» **Aim of the exercise**: Report each line from the entries in which "face" can be found.

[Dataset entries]
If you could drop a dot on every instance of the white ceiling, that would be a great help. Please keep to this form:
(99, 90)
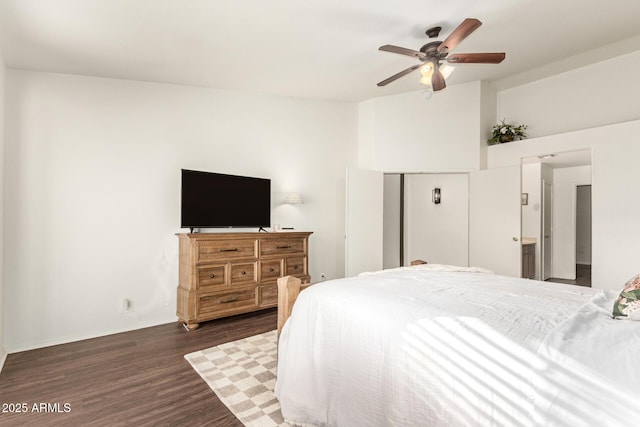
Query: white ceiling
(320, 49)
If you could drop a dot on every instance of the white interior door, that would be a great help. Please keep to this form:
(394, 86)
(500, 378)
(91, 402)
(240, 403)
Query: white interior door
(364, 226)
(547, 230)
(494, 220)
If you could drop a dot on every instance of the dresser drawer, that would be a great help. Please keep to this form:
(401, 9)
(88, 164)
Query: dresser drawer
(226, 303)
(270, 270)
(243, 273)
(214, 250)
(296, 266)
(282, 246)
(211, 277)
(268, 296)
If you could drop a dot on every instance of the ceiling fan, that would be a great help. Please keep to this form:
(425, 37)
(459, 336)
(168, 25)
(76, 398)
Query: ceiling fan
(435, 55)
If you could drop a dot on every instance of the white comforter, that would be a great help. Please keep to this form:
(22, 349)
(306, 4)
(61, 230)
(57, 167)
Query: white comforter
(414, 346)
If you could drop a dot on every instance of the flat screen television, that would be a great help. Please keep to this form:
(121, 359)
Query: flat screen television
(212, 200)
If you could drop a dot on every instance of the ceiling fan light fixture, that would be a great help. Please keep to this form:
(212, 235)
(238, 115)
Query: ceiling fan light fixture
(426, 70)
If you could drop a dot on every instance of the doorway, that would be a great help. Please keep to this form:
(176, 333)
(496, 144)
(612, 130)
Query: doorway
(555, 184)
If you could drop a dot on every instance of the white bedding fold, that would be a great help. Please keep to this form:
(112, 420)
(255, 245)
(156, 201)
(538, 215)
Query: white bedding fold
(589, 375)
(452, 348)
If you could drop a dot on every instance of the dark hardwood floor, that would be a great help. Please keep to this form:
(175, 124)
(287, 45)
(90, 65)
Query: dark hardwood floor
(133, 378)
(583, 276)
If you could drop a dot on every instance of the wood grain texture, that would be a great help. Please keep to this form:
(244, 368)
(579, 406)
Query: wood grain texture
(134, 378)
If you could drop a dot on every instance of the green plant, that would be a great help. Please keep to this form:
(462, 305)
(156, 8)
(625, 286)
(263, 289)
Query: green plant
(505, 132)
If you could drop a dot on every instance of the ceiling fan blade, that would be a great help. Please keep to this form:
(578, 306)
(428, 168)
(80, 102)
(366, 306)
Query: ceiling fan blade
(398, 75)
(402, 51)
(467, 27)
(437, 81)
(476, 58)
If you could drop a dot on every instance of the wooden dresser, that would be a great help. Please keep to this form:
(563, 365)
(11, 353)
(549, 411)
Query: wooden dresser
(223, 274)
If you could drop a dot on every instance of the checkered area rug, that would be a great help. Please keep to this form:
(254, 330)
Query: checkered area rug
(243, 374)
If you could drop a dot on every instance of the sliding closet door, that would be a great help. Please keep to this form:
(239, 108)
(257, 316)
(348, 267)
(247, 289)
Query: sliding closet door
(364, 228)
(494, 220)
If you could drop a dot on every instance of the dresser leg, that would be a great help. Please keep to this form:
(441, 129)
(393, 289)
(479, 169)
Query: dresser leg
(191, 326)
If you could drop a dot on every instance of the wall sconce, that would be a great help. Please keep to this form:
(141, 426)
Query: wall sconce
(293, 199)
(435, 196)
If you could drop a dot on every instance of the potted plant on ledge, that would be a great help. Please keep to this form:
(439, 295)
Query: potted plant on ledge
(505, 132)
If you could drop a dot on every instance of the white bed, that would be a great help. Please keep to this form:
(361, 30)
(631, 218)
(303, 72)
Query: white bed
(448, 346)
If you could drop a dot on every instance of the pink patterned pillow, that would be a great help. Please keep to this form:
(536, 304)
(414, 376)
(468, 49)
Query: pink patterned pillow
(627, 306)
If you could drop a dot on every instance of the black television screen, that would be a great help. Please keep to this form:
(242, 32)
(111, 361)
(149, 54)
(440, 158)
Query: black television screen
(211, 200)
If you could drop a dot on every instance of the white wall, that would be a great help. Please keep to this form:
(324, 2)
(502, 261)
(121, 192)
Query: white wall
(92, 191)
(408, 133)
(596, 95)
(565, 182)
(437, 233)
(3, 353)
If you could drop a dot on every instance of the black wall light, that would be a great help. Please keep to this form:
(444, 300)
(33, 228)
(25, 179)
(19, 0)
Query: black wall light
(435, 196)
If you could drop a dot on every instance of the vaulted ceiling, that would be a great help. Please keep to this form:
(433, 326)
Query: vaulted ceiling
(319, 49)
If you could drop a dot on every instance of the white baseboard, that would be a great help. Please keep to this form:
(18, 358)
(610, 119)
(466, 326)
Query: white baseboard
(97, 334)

* * *

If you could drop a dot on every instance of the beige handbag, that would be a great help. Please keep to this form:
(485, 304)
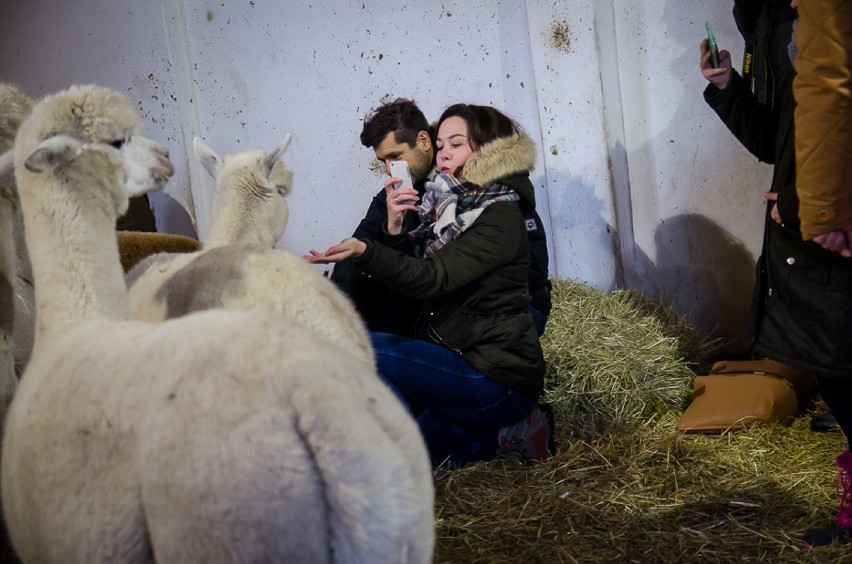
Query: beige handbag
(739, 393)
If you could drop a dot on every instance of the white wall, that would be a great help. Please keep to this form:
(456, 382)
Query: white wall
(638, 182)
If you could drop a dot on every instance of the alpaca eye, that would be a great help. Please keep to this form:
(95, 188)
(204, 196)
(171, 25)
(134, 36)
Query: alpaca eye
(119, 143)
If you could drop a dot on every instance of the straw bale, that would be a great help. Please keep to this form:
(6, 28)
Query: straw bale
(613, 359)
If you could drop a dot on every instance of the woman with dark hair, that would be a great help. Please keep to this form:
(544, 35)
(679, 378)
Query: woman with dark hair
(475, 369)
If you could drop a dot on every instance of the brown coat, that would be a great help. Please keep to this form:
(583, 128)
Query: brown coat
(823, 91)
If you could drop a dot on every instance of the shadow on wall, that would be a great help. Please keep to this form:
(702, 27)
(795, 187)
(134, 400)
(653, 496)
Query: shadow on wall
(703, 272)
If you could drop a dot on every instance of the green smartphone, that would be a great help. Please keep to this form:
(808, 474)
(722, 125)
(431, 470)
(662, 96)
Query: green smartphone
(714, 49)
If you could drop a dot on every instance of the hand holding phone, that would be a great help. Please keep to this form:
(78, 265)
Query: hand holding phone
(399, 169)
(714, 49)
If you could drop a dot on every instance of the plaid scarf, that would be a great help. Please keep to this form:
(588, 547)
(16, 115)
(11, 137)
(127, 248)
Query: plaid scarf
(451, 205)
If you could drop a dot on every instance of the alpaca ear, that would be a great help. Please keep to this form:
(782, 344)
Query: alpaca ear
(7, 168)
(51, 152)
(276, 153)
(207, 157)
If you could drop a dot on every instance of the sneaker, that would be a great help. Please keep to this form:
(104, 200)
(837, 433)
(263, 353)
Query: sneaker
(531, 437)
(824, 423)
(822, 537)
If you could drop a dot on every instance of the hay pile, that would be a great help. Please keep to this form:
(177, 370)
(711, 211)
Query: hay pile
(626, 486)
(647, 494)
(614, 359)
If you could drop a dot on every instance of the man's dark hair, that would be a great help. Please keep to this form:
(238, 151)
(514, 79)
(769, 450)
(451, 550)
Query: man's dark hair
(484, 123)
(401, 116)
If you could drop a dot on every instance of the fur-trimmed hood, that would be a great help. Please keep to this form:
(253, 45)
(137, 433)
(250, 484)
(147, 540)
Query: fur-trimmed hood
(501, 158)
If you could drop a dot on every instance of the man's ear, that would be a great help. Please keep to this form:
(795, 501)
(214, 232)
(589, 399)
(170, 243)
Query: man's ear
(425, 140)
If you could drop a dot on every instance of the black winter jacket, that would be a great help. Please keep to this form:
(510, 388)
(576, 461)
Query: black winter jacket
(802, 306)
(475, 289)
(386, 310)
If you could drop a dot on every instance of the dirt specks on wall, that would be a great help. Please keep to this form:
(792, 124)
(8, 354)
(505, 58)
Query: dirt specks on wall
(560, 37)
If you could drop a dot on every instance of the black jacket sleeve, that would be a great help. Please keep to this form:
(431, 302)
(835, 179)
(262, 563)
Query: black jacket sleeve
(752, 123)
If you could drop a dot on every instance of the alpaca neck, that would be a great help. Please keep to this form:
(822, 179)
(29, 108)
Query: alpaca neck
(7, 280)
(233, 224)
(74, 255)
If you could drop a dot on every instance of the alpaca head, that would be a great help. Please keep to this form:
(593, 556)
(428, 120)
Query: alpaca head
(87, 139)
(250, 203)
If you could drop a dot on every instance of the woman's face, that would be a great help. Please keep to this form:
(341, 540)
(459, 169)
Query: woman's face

» **Task response**:
If you could drop a dot on every instance of the woman's face, that would be a great help. Please keep to this form:
Query: woman's face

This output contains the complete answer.